Named object pointing entries:
########
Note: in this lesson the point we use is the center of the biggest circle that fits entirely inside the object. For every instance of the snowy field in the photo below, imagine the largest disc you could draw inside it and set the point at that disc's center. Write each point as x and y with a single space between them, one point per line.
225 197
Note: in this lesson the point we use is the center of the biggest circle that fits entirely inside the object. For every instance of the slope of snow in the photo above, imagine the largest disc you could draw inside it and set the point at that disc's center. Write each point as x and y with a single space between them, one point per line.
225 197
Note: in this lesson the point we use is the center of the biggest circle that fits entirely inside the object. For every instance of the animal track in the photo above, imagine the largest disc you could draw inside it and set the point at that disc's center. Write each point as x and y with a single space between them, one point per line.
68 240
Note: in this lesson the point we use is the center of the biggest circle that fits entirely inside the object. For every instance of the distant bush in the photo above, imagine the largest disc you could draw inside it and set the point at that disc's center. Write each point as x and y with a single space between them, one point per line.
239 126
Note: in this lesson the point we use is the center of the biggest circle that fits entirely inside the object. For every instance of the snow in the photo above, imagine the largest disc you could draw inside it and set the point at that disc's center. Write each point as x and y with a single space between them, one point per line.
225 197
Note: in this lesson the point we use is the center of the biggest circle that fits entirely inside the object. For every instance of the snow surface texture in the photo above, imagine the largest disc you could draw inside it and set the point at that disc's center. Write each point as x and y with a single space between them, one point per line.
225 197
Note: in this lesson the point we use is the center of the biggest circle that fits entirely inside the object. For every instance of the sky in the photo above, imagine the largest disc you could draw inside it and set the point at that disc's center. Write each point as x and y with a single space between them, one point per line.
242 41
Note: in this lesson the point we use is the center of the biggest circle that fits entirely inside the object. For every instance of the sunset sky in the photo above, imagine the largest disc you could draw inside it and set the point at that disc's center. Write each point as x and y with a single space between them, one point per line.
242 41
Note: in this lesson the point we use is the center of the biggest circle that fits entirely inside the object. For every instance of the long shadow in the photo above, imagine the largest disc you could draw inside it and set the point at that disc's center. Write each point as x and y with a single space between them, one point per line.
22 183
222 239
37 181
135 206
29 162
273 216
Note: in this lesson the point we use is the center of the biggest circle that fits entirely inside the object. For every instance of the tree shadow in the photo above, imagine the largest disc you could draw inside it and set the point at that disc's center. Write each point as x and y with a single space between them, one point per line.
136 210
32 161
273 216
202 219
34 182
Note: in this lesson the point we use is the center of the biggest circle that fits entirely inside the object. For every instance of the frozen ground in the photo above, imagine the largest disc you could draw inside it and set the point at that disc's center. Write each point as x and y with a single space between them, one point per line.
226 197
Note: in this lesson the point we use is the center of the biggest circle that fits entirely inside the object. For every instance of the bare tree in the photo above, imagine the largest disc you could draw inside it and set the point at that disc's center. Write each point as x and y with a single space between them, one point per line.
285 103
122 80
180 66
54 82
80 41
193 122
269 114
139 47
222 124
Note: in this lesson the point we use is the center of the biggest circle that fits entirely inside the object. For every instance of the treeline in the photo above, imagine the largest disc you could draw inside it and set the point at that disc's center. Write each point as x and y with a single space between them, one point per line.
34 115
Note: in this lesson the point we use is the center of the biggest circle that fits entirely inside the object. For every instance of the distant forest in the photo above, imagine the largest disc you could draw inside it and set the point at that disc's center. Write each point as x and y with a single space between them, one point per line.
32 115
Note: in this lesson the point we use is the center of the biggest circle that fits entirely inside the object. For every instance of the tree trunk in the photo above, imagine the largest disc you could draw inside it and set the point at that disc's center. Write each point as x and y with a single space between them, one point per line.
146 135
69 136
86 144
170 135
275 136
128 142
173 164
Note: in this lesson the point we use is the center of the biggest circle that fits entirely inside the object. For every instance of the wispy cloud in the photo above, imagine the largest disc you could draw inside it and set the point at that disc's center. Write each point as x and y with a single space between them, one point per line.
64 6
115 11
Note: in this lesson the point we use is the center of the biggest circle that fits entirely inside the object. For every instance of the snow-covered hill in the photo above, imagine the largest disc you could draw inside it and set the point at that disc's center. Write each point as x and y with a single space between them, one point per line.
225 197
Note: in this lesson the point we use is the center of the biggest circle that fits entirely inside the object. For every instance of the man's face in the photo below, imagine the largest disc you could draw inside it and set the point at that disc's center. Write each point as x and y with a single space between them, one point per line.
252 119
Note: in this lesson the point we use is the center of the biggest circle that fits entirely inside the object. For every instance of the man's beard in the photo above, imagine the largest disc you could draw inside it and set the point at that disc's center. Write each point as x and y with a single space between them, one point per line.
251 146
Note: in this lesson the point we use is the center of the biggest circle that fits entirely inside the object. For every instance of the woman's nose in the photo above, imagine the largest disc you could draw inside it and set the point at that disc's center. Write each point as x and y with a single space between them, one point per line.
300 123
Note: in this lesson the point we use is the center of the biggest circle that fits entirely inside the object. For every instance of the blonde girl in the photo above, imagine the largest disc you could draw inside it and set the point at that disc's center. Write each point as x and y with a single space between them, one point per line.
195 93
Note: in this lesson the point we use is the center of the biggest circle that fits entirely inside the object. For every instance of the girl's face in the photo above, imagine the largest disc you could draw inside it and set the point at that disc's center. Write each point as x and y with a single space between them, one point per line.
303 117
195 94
########
_REQUIREMENTS:_
Copy out verbatim the lines of the listing from the line containing "the man's beard" through the end of the listing, including both ends.

_TASK SOLUTION:_
Note: in this lesson the point we use is the center of the biggest circle that fits entirely inside the object. For every instance of the man's beard in the photo above, imagine the largest disc you could draw inside it and set the point at that disc's center. Write each point as x and y with a single space between them, one point per line.
251 146
Note: in this lesson the point we use is the center of the biggest circle that fits entirely inside the object. For every instance of the woman's nose in the photo above, imagine the largest disc you could draw inside it and set the point at that disc's center. Write each point as x and y with a single space between them, one point per line.
300 123
Note: in this lesson the point we use is the center of the biggest circle that fits entirely inside the object. For every instance of the blonde girl in the photo above, imagine the largest disc you could draw inside it and set the point at that disc's center. Write each point as x and y with a single space between them, one point per line.
195 93
Note: in this lesson the point we use is the center of the biggest circle that fits entirely inside the object. For every instance of the girl's face in the photo above, imagine the largest disc you could draw inside it and set the point at that disc's center. Write each point as x and y with a single space between them, one point per line.
303 117
195 94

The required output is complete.